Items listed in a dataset
☆ ☆ ☆ ☆ ☆
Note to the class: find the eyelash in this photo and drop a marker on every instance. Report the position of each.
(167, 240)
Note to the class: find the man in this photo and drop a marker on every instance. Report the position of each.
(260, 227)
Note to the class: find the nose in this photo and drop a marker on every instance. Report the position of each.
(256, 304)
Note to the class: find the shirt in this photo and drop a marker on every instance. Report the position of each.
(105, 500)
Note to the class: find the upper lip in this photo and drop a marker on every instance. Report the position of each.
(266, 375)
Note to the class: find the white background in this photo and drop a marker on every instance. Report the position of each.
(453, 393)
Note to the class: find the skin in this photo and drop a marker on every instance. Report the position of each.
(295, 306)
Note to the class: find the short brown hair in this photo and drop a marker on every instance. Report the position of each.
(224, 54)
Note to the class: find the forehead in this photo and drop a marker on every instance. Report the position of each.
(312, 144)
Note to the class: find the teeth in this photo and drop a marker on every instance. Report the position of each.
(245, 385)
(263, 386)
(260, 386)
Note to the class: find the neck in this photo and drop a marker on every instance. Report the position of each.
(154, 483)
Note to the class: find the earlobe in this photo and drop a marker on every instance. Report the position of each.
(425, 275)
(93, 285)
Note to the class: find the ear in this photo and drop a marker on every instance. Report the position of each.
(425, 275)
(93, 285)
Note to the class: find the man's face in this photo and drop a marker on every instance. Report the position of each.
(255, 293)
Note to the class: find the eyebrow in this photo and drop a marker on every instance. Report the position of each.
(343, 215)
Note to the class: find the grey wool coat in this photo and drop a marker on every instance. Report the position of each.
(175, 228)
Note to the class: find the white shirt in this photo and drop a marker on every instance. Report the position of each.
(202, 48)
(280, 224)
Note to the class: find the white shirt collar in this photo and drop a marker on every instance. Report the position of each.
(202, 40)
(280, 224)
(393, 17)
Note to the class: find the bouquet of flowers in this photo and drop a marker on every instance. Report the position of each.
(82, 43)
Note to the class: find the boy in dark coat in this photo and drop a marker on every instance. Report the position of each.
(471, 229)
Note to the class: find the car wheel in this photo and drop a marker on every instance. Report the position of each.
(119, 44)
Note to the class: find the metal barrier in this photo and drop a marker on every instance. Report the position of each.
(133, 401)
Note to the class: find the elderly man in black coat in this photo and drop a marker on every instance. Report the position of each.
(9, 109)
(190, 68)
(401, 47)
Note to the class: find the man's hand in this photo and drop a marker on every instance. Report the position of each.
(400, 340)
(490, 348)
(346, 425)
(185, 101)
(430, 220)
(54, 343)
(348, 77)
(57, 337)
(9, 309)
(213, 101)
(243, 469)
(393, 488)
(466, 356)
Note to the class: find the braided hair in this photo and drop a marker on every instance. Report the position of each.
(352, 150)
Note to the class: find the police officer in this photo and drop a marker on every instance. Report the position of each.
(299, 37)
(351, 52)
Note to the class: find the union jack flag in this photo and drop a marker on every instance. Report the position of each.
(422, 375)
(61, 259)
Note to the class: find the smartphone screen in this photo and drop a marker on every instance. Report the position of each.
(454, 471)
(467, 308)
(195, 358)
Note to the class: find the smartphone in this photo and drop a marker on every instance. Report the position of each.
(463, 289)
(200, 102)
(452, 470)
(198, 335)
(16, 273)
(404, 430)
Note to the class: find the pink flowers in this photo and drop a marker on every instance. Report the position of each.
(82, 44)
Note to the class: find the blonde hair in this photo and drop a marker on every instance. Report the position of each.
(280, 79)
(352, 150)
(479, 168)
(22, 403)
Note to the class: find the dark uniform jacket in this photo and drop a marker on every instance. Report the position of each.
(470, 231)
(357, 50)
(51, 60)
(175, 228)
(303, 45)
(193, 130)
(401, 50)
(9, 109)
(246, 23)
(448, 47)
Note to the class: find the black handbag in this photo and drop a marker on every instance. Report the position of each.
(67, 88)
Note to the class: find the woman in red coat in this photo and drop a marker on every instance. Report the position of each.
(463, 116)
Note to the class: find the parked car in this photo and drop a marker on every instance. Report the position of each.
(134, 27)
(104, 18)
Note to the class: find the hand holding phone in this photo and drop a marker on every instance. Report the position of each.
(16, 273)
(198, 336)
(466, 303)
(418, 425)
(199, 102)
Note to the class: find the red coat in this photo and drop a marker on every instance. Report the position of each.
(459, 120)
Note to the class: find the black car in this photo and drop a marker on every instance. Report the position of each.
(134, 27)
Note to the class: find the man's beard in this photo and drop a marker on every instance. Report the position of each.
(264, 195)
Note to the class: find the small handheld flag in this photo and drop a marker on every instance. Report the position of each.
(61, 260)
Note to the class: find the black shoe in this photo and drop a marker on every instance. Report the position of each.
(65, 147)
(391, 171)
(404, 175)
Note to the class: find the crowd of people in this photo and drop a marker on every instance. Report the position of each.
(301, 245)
☆ ☆ ☆ ☆ ☆
What is needed
Each entry given above is to be duplicated exactly.

Result of the exercise
Note to the class: find the eyelash in this photo and drop a marker on every instance. Report the position of each.
(167, 240)
Note to the class: find the man in this photo and drop a marker on every instance. Report the position of each.
(260, 227)
Note to the class: find the nose in this photo and drop a marker on every instance. Report the position of each.
(256, 304)
Note to the class: find the shirt in this photo and drop a marker on every instance. Report the position of each.
(105, 500)
Note to the class: find the upper lip in this photo and drop a marker on every instance. Report the position of each.
(266, 375)
Note to the class: find the white background in this photo and drop a marker on every instance. Report the position of each.
(453, 393)
Note to the class: find the skin in this photo and drop a marker on every instance. Report the position of each.
(295, 306)
Note to the class: find the short brown hair in this photo and drop a marker on every instance. Report the position of each.
(224, 54)
Note to the class: find the forehead in this photo and drop a marker on every instance. Report the position of each.
(312, 144)
Note to the class: find the teeth in this photo and drop a marker on every instance. Report the position of each.
(245, 385)
(263, 386)
(260, 386)
Note to the class: find the neck in this photo and drop a marker on every instance. Report the position of each.
(154, 483)
Note to the class: find the earlobe in this photo and drop a marker on every instance. Report the position of each.
(425, 275)
(93, 285)
Note to the class: find the ear in this photo and drop a marker on every instance. Report the position of each.
(425, 275)
(93, 285)
Note to the class: find the man's face in this photo and drop a marker on every instance. Report the position of each.
(255, 293)
Note to the class: find the eyebrow in this photo and drop a marker on every instance. Report the position of each.
(343, 215)
Note to the class: find the grey wool coat in this photo and drop a marker on every instance. Report the position of each.
(175, 228)
Note to the class: find the white shirt in this photo and drop a marker on every instance. Report the position of each.
(202, 48)
(280, 224)
Note to the class: find the white shirt collar in this photo and drop a marker on every instance. Report the position of each.
(202, 40)
(280, 224)
(393, 17)
Note to the class: find the bouquet of flowers in this photo and drop a marker on every instance. Report the position of each.
(82, 43)
Note to the class: find the boy in dark coat in this photo and drop a marker on every instance. Report the position of each.
(471, 229)
Note to the class: find the car wheel in this photo and drop a marker on every instance. Report the position of each.
(119, 44)
Note to the class: find the metal barrier in this photo and drop a marker on every instance. Report the position of each.
(133, 401)
Note to the class: find the elderly man in black coat in this photo and drop a marker on every instance. Report the position of each.
(9, 109)
(190, 68)
(401, 47)
Note to the class: find the man's hand in this photo and drop a marker on every instance. Report the position of each.
(400, 340)
(490, 348)
(346, 425)
(185, 101)
(430, 220)
(54, 343)
(348, 77)
(57, 337)
(9, 309)
(213, 101)
(243, 469)
(393, 488)
(466, 356)
Note to the class: find the braided hair in this photo and drop a marker on every instance. Report the position of each.
(352, 150)
Note to the class: find the police officer in this photo and drop a marker on every instance. Report the position of each.
(299, 37)
(351, 52)
Note to the class: find the union jack flag in this photo and drop a marker on every instance. Report the position of each.
(422, 375)
(61, 259)
Note to the class: find the smartphone screen in this photo and drop a marker on every instance. Report the position of each.
(454, 471)
(467, 308)
(195, 358)
Note to the class: find the smartphone in this photo and drop a marker on every instance. Report the position of each.
(463, 289)
(200, 102)
(452, 470)
(198, 335)
(16, 273)
(404, 430)
Note to the class: find the pink flowers in this photo and drop a marker on every instance. Report the position of each.
(82, 44)
Note to the class: find the blonde hair in this photo and drop a marker on every instance. Report the position of each.
(280, 79)
(352, 150)
(479, 168)
(22, 403)
Note to the class: find the dark uniform jacket in this photo and drop a marker on every instance. Report the position of each.
(470, 231)
(357, 50)
(51, 60)
(175, 228)
(303, 45)
(193, 130)
(401, 50)
(9, 109)
(246, 23)
(448, 47)
Note to the class: find the black handbag in this photo and drop a marker on every instance. Report the position of each.
(67, 88)
Note to the class: find the woman in red coat in this photo and drop a marker on every instance. Report the position of each.
(463, 116)
Note to the class: find the parked car in this photo and drop a marker on every instance. Report the position of each.
(134, 27)
(104, 18)
Note to the class: find the hand holding phone in this photo and drop a marker on every instance. Report the position of each.
(16, 273)
(198, 336)
(466, 303)
(418, 425)
(199, 102)
Note to the class: find the red coat in this photo and drop a marker on every instance. Report the position of each.
(459, 120)
Note to the class: find the black car in this photo and drop a marker on every instance. Report the position of each.
(134, 27)
Note to the class: find the man's beard in this photo and drop a marker on every instance. Report the position of each.
(264, 195)
Note to the class: find the small handheld flag in this photo and drop a marker on every instance. Report the position of each.
(61, 260)
Note to the class: find the black shoe in this photo and drop a marker on every instance. Report the position of each.
(65, 147)
(391, 171)
(404, 175)
Note to the class: find the crowd of people in this photo and drop a marker on every instance. Report the position of each.
(301, 245)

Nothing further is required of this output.